#### Required work
Output the records below as a two-column CSV with the headers record_text and answer, one row per record. Put each field in quotes, replace line breaks with spaces, and leave out the pictures.
**********
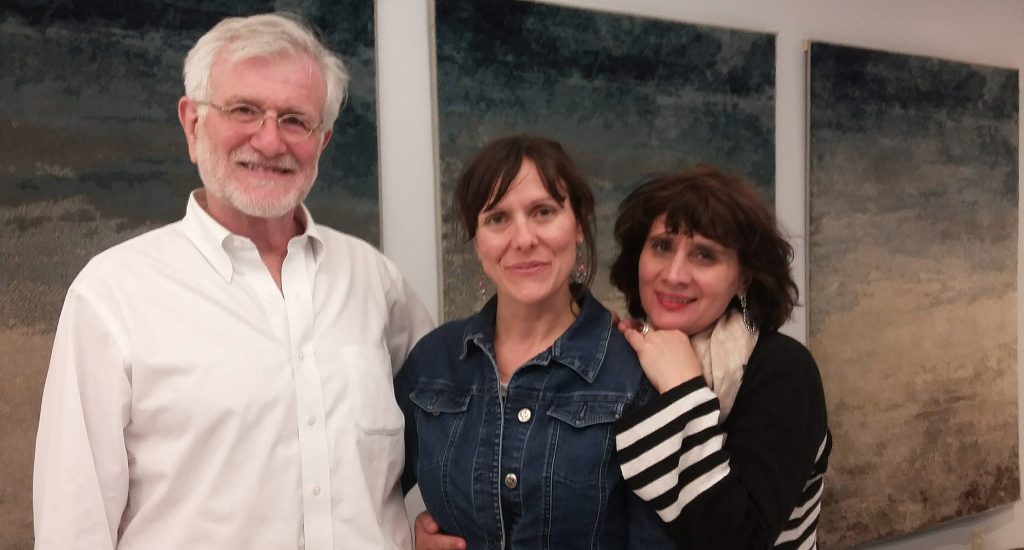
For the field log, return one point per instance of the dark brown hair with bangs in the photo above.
(489, 173)
(721, 207)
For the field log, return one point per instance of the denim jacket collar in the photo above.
(581, 347)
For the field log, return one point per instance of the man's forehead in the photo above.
(294, 73)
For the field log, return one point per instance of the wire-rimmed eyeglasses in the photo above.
(293, 126)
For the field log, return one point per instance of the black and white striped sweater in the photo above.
(753, 482)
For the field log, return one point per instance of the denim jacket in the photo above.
(537, 468)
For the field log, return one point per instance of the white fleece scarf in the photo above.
(723, 351)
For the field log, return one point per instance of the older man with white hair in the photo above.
(224, 381)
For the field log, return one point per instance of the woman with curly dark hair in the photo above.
(732, 452)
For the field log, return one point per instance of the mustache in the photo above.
(282, 163)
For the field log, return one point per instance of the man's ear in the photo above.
(188, 116)
(326, 138)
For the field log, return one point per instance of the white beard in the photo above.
(213, 171)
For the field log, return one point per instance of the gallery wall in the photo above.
(988, 33)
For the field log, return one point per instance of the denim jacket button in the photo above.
(511, 480)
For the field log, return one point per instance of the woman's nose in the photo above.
(679, 269)
(523, 234)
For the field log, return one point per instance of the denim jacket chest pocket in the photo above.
(439, 415)
(582, 441)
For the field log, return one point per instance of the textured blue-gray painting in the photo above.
(627, 96)
(912, 305)
(91, 153)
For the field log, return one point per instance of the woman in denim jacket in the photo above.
(509, 413)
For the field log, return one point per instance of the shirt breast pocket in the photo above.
(582, 438)
(439, 415)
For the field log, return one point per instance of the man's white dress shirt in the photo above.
(190, 404)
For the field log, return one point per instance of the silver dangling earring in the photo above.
(581, 271)
(748, 322)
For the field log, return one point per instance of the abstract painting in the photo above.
(912, 304)
(628, 97)
(91, 154)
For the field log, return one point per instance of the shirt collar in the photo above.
(212, 239)
(581, 347)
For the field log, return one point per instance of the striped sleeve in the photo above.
(671, 451)
(753, 481)
(800, 532)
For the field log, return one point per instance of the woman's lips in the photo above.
(526, 267)
(674, 302)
**********
#### Response for this exercise
record_text,answer
"For the field log, return one point per instance of the dark brown hair with bangs in the photo above.","(489, 173) (721, 207)"
"For the field log, return one point per instance of the denim jacket collar in the photo above.","(581, 347)"
"For the field log, return one point per instance of the man's forehead in the photo above.","(294, 73)"
"For the field log, return one point per instance of the wire-rimmed eyeglasses in the photo above.","(293, 126)"
"For the field log, return one point per instance of the black and white striped sweater in the photo above.","(753, 482)"
"For the field log, return one point per instance of the denim jacket in the photo above.","(537, 468)"
"For the field log, return one point per instance of the white fleece scarf in the photo above.","(723, 351)"
"For the field log, return one point per instance of the older man with white hair in the photo above.","(224, 381)"
"For the field log, return one point per instance of the woman with curly dark hair in the photo above.","(732, 452)"
"For the field log, return one point per instance of the mustache in the photo above.","(282, 163)"
"For the field log, return one point per instance of the man's ear in the photo above.","(188, 116) (326, 138)"
"For the field log, return one point per instance of the white beard in the photo above.","(213, 171)"
"For the field log, return one point per instance of the gallery wall in the photo above.","(988, 33)"
"For the field log, return one point per instance of the denim jacket button in the photo above.","(511, 480)"
"For the field log, return one point per instance of the woman's nose in the photo above.","(679, 269) (523, 234)"
"For the field log, return one point per instance of the denim jacket chest pocket in the photo above.","(439, 415) (582, 441)"
"For the field log, return one point per instance of the textured blue-gray painting in the photo above.","(627, 96) (912, 305) (91, 153)"
"For the field log, return one point per instance of the woman in denim jacket in the photo above.","(509, 413)"
"For the field log, return one point per instance of the shirt breast pocket in the photo above.","(582, 438) (439, 415)"
"For the field log, return one point per instance of the man's white dress shirt in the photo above.","(190, 404)"
"For the field log, return one point per instance of the silver dangling earring in the photo above.","(581, 271) (748, 322)"
"For the field log, return one point per instance of the abstract painting in the photo above.","(912, 304) (628, 97) (91, 154)"
"For the field log, return one point per instance of the shirt collar in the photo above.","(212, 239) (581, 347)"
"For the field log, return one point per instance of the striped sleeve in the photo above.","(671, 451) (753, 481) (800, 532)"
"For the field log, return one point per instance of the woman's lips in the photo above.","(526, 267) (674, 302)"